Gert Jan Kocken: until the bomb drops

Sam Steverlynck
© Agenda Magazine
12/04/2013
Quite a few artists carry out research for their work. But the Dutch artist Gert Jan Kocken does so with great thoroughness. He seems to have devoured entire libraries about the atom bomb dropped on Hiroshima. You can now see the results of his research at Motive Gallery, an Amsterdam gallery that relocated to Brussels in November 2012. Kocken brings all his sources together in a broad framework, combining copies of authentic documents and telegrams with pieces of text between which he establishes all sorts of connections. The story of the atom bomb begins in Nazi Germany, but soon takes on a global dimension. Einstein plays a leading role, warning Roosevelt on a number of occasions of the danger of a German atom bomb and persuading him to develop one of his own. The rest is history. In his research Kocken combines facts and little details with quotations from the many protagonists, brilliantly interweaving micro and macro history in a single overall story.

Information shown:
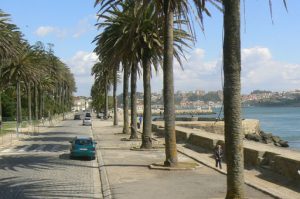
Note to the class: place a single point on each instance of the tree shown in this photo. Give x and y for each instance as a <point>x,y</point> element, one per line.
<point>125,98</point>
<point>232,100</point>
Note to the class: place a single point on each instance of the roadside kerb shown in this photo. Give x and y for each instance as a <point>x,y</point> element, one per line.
<point>105,186</point>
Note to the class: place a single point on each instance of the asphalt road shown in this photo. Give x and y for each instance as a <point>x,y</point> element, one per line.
<point>39,166</point>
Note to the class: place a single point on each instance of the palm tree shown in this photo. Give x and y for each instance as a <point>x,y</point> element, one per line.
<point>125,98</point>
<point>102,84</point>
<point>232,100</point>
<point>142,27</point>
<point>115,71</point>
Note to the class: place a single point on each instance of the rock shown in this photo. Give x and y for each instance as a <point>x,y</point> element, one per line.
<point>266,137</point>
<point>253,137</point>
<point>283,143</point>
<point>276,139</point>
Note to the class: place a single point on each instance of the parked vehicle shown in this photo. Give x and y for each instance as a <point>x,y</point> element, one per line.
<point>100,115</point>
<point>88,114</point>
<point>87,121</point>
<point>83,146</point>
<point>77,117</point>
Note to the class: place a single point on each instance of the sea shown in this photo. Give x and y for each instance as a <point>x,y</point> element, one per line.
<point>280,121</point>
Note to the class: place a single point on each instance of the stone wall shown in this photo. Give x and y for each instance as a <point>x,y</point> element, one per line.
<point>253,156</point>
<point>249,126</point>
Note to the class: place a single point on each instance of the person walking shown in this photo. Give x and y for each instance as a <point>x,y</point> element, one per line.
<point>218,156</point>
<point>138,122</point>
<point>140,119</point>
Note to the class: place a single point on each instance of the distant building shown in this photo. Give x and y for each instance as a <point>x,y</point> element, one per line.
<point>81,103</point>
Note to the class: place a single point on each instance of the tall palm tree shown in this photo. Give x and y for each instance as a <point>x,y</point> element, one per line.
<point>232,100</point>
<point>125,98</point>
<point>143,31</point>
<point>115,71</point>
<point>103,82</point>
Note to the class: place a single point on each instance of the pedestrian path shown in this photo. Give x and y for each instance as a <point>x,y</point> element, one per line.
<point>129,177</point>
<point>34,148</point>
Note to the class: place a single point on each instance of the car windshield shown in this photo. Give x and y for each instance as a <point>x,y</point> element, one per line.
<point>88,115</point>
<point>83,142</point>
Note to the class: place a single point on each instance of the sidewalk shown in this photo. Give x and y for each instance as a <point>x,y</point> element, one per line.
<point>127,174</point>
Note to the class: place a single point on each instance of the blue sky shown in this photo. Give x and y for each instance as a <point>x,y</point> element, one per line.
<point>270,52</point>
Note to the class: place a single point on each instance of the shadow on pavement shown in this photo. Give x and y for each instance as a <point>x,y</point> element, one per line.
<point>31,162</point>
<point>278,179</point>
<point>14,187</point>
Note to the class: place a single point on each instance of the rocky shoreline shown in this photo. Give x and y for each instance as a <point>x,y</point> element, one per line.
<point>267,138</point>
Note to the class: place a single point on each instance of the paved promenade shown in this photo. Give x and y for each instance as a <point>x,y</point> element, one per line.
<point>125,173</point>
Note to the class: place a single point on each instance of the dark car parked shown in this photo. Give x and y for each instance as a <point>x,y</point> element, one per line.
<point>88,114</point>
<point>77,117</point>
<point>83,146</point>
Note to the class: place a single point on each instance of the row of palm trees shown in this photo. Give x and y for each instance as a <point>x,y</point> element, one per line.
<point>138,36</point>
<point>35,72</point>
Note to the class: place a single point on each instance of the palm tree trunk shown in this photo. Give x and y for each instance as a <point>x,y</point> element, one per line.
<point>115,96</point>
<point>168,86</point>
<point>40,102</point>
<point>29,103</point>
<point>232,100</point>
<point>19,107</point>
<point>147,115</point>
<point>125,100</point>
<point>36,109</point>
<point>133,128</point>
<point>106,99</point>
<point>0,108</point>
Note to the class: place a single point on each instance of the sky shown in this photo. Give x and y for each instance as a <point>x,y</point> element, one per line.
<point>270,45</point>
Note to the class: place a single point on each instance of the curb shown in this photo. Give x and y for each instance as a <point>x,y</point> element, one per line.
<point>180,150</point>
<point>105,186</point>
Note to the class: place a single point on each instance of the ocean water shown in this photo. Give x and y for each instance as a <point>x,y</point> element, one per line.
<point>280,121</point>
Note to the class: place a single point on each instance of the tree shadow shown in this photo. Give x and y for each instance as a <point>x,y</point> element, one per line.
<point>14,163</point>
<point>278,179</point>
<point>16,188</point>
<point>50,139</point>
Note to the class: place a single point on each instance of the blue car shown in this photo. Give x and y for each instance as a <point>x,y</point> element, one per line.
<point>83,146</point>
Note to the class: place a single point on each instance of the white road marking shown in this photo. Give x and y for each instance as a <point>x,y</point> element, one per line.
<point>7,150</point>
<point>24,148</point>
<point>40,148</point>
<point>55,148</point>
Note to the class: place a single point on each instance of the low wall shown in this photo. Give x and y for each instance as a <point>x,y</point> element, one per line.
<point>249,126</point>
<point>253,156</point>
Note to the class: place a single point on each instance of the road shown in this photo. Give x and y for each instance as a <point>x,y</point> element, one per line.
<point>39,166</point>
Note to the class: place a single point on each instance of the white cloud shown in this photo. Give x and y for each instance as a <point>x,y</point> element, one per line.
<point>44,30</point>
<point>259,71</point>
<point>80,65</point>
<point>83,26</point>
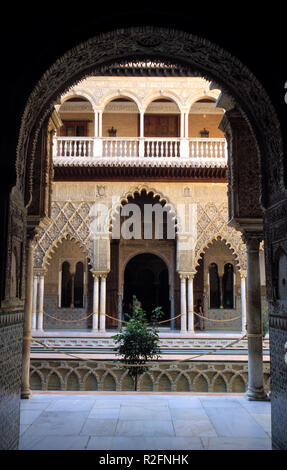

Challenge A: In the review of Gert Jan Kocken's work, when did Motive Gallery move from Amsterdam to Brussels?
Challenge B: Continue the review of Gert Jan Kocken's work from its last sentence.

Output A: In November 2012.

Output B:
The word “Hiroshima” has been added by hand to an official typed document. The bomb had previously been intended for Kyoto, but because one of the generals had fond memories of his honeymoon there, he chose a different destination – an illustration of the capriciousness of history. Kocken serves up a maelstrom of information: a palimpsest, a jigsaw puzzle, a mosaic. And that corresponds more closely to the true course of history than the neat, linear presentation we were invariably given at school. A little further on in the gallery hangs an aerial photograph of the bomb attack on Hiroshima. Signed, strangely enough – as if the pilot was proud of his work and saw it as a work of art. Above the frame stand a few quotations, which allow us to hear other voices. A photograph of a charred statue of the Virgin Mary after an atomic explosion and a compilation of video footage about the bomb rounds off the presentation. Presenting research in a visually engaging way is not always easy, but Gert Jan Kocken shows that it can be done.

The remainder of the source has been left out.